* [TEXT EXCERPT]
========
Returns a few things like:

FMA:264827 Interleukin-8 FMA:264829 Interleukin-6 FMA:63891 Collagen FMA:67330 Vimentin FMA:82743 Glucose



I don't think that FMA is a valid biolink prefix for gene (or any other class).

But more to the point, Glucose is returned as a gene, when it is not a gene.
acevedol commented 1 year ago

@saramsey Do you mind looking over this with me when you are available? I'm not sure how to address the problem.

saramsey commented 1 year ago

I don't see glucose showing up in the current test version of ARAX (arax.ncats.io/test), when I run this query graph:

 {
  "edges": {
    "e00": {
      "predicates": ["biolink:affects"],
      "object": "n1",
      "subject": "n0"
    }
  },
  "nodes": {
    "n0": {
      "categories": [
        "biolink:SmallMolecule"
========
* [ENTRIES PROVIDED]

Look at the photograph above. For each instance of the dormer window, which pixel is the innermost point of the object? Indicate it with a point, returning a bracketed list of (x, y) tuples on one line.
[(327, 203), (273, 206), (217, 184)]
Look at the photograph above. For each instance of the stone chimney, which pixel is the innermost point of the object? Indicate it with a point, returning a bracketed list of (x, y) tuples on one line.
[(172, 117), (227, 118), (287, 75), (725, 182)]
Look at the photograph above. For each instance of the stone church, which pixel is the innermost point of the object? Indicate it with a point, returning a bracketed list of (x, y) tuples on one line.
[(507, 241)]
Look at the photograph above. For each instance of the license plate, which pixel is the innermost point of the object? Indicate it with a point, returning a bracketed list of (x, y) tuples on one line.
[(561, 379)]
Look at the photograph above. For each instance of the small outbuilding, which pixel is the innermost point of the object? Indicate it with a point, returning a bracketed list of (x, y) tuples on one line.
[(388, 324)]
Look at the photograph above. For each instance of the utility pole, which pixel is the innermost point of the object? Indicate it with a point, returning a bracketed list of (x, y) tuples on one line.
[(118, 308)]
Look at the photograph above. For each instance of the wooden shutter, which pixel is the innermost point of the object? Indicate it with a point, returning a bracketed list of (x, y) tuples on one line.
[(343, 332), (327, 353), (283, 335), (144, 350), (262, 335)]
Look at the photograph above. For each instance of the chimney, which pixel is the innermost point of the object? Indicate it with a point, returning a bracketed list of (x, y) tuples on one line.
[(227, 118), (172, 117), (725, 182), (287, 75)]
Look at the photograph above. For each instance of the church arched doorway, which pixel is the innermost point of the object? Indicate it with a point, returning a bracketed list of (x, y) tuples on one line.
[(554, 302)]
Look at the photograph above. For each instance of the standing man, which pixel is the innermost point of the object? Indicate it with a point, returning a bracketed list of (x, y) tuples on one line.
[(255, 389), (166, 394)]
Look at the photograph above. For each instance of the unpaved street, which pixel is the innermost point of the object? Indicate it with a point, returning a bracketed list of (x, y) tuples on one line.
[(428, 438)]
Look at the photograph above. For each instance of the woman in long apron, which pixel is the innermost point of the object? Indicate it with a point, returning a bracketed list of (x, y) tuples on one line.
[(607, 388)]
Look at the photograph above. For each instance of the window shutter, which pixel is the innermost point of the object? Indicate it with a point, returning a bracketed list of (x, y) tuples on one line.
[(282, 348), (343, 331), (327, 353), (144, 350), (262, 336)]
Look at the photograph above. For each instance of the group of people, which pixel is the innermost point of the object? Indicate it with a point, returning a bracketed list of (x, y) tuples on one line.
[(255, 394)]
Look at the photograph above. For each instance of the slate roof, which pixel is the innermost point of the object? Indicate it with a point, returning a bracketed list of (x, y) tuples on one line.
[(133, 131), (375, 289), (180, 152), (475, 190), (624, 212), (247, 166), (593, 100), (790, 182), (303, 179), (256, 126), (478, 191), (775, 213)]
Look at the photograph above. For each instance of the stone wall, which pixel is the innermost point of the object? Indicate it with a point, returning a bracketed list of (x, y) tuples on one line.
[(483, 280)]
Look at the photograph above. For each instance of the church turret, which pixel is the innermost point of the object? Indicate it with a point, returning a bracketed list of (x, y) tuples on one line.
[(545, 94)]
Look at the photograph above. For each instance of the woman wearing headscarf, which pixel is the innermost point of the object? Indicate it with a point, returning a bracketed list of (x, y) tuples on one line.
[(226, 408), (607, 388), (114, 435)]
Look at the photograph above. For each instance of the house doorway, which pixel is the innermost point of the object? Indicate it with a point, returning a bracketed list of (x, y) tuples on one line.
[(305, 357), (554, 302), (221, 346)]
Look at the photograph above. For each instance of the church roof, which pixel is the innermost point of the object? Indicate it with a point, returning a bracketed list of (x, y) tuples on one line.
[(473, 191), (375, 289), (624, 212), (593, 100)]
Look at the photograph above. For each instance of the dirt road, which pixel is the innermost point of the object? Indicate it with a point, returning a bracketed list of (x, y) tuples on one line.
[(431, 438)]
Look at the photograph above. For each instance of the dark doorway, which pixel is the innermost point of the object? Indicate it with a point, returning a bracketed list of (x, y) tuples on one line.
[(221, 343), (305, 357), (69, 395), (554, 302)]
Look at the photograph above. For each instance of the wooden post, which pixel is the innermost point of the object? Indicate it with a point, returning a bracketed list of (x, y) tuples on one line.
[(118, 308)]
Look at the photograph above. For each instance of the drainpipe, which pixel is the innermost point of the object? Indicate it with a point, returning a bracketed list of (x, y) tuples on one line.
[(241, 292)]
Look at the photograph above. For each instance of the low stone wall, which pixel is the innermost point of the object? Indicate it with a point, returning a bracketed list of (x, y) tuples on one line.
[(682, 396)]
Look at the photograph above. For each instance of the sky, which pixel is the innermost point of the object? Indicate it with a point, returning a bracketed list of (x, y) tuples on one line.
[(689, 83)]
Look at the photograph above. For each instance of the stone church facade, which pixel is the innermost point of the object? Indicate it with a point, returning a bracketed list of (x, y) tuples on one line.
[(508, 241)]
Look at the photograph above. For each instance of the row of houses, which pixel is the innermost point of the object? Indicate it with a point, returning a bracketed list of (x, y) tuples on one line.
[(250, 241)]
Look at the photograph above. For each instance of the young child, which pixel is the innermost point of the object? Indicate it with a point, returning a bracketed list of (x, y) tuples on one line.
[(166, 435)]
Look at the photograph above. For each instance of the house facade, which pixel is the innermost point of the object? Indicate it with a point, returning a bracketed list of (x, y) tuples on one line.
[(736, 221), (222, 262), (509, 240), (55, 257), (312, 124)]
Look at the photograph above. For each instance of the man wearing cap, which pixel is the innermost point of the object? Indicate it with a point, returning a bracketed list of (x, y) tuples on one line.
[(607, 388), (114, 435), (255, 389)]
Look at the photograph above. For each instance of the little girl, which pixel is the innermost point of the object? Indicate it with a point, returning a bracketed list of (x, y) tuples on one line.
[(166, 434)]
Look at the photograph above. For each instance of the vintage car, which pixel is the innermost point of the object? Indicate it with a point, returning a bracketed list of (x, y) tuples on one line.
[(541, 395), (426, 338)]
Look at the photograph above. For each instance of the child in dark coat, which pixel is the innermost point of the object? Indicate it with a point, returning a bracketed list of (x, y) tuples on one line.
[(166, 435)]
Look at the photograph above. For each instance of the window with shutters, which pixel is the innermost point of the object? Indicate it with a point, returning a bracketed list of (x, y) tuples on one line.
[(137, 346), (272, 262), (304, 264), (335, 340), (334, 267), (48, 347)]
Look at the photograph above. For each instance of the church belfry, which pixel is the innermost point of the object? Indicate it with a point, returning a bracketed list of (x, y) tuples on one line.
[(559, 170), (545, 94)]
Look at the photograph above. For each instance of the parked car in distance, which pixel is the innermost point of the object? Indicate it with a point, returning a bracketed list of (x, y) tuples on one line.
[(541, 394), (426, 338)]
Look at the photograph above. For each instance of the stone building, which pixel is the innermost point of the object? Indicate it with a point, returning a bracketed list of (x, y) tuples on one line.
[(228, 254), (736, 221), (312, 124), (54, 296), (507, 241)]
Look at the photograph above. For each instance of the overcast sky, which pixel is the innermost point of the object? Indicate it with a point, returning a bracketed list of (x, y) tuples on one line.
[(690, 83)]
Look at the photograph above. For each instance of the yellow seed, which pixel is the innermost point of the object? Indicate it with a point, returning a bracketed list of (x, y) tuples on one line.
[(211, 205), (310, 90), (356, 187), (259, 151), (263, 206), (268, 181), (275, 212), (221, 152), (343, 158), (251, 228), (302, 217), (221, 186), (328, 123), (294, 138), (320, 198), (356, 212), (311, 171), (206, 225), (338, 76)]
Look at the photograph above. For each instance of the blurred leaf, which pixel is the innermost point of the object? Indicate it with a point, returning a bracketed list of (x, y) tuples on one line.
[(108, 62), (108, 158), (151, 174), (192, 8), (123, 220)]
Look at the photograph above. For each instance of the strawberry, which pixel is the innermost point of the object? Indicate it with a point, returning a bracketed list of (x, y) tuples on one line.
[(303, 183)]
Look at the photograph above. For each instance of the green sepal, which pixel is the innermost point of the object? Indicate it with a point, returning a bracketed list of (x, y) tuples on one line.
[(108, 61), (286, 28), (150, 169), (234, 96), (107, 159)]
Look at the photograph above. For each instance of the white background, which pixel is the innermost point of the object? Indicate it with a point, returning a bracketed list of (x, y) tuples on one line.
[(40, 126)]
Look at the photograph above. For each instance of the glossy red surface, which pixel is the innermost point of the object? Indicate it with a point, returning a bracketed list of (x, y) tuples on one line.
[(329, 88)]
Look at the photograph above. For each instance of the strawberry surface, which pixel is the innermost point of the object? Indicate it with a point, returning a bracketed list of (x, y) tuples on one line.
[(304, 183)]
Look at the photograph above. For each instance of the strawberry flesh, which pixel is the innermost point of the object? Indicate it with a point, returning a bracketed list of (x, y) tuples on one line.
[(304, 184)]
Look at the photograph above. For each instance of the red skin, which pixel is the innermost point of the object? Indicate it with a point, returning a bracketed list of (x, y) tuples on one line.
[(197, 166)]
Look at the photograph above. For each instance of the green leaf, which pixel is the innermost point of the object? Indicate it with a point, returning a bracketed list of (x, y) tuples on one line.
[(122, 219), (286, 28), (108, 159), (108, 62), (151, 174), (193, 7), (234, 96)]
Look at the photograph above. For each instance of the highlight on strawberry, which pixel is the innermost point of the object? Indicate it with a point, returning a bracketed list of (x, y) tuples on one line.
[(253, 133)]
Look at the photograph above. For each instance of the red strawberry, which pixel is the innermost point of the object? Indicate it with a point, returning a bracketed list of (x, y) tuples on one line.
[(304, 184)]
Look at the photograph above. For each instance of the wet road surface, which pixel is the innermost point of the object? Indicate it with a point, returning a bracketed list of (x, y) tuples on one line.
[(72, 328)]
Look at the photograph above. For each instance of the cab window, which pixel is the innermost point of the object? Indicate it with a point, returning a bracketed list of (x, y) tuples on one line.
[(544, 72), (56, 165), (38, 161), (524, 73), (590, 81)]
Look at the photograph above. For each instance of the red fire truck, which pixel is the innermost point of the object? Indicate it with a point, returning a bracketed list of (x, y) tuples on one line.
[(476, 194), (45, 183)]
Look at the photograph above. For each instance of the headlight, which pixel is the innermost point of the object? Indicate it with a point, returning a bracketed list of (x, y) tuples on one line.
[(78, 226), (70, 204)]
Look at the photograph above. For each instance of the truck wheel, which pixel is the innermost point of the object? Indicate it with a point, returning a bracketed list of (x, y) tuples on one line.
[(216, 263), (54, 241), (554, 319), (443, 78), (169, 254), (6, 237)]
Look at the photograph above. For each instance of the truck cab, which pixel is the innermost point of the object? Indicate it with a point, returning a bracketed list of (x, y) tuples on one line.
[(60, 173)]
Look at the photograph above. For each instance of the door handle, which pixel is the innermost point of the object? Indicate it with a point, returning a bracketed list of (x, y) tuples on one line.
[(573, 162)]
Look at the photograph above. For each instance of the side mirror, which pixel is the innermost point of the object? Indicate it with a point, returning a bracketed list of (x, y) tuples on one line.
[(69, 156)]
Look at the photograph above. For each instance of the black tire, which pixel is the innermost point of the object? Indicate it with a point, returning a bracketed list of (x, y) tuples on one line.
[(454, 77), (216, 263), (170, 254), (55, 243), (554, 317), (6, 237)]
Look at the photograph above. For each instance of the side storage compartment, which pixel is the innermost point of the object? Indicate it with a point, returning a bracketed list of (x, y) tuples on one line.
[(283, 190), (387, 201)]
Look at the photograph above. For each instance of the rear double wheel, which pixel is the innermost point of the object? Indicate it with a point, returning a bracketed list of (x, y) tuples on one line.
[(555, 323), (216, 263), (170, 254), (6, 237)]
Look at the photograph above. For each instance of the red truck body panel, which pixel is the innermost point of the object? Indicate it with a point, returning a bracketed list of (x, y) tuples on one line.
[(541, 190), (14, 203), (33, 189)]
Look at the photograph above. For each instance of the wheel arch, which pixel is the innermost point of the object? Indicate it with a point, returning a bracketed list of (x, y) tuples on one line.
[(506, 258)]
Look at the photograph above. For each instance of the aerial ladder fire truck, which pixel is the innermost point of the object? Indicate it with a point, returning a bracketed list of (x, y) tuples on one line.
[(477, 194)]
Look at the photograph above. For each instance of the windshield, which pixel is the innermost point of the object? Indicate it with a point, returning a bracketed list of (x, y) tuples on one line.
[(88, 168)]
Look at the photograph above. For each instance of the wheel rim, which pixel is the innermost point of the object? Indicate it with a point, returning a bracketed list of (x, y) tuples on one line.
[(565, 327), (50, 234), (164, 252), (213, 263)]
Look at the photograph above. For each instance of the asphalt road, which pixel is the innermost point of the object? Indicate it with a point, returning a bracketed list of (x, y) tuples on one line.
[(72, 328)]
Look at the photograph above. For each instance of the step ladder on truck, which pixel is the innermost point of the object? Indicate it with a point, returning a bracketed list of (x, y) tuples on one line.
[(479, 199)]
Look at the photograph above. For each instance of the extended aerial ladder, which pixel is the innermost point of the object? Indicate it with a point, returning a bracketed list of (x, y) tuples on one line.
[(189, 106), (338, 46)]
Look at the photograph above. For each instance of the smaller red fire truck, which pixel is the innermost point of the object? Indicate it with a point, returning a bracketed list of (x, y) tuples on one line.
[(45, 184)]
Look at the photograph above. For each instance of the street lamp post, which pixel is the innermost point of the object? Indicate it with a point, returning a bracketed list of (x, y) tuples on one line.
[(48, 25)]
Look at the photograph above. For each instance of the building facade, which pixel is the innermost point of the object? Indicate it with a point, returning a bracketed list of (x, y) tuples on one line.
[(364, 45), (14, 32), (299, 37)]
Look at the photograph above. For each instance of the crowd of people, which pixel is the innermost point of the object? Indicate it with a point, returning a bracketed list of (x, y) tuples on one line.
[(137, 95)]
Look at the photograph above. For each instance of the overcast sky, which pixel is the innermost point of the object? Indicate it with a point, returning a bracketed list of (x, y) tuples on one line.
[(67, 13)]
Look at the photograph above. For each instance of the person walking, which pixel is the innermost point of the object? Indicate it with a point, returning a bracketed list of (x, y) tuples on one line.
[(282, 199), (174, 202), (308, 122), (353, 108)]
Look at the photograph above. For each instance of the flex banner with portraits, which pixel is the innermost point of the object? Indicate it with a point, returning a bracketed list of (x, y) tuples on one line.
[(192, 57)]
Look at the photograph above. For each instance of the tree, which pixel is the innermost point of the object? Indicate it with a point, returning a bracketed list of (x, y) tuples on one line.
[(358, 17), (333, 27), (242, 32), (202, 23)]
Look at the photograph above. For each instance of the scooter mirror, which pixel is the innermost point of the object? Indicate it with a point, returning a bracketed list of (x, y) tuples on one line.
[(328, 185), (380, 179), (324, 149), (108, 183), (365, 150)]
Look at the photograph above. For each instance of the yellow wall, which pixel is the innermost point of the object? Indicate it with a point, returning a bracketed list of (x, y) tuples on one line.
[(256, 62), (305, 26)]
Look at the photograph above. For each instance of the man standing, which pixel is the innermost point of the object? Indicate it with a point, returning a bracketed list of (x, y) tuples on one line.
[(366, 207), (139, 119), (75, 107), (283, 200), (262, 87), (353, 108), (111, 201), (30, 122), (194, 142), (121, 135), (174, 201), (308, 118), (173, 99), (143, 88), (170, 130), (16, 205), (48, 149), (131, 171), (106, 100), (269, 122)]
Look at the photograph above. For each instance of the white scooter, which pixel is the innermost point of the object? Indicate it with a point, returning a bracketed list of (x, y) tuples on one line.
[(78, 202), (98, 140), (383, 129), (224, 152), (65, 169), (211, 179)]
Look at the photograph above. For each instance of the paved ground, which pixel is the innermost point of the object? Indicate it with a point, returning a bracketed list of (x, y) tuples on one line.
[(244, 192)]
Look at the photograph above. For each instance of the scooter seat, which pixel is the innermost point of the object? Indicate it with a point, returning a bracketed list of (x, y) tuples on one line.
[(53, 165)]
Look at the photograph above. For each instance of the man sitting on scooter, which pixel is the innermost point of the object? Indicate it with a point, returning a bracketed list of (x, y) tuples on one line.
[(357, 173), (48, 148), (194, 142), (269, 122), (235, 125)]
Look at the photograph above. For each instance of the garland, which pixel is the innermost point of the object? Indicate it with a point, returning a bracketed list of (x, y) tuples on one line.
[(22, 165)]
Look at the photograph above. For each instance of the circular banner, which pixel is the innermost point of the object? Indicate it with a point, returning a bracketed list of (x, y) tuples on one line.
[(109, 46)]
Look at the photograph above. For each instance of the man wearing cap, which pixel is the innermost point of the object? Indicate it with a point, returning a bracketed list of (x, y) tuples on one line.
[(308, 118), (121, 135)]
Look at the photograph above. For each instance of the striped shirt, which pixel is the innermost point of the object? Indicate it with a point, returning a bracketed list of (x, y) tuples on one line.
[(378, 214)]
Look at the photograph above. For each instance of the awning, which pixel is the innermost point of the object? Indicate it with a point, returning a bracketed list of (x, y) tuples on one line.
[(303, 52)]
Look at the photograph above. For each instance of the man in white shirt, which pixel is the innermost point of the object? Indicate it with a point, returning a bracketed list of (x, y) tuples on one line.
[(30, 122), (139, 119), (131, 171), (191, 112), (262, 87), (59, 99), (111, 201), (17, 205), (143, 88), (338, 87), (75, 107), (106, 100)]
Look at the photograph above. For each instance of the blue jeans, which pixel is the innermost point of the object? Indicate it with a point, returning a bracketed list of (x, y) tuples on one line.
========
* [WORK ORDER 1] List every FMA identifier in the forum thread excerpt, each with the name that follows it.
* [WORK ORDER 2] Quote the stretch of the forum thread excerpt from "Returns a few" through "any other class).".

* [EXPECTED ANSWER 1]
FMA:264827 Interleukin-8
FMA:264829 Interleukin-6
FMA:63891 Collagen
FMA:67330 Vimentin
FMA:82743 Glucose

* [EXPECTED ANSWER 2]
Returns a few things like:

FMA:264827 Interleukin-8 FMA:264829 Interleukin-6 FMA:63891 Collagen FMA:67330 Vimentin FMA:82743 Glucose



I don't think that FMA is a valid biolink prefix for gene (or any other class).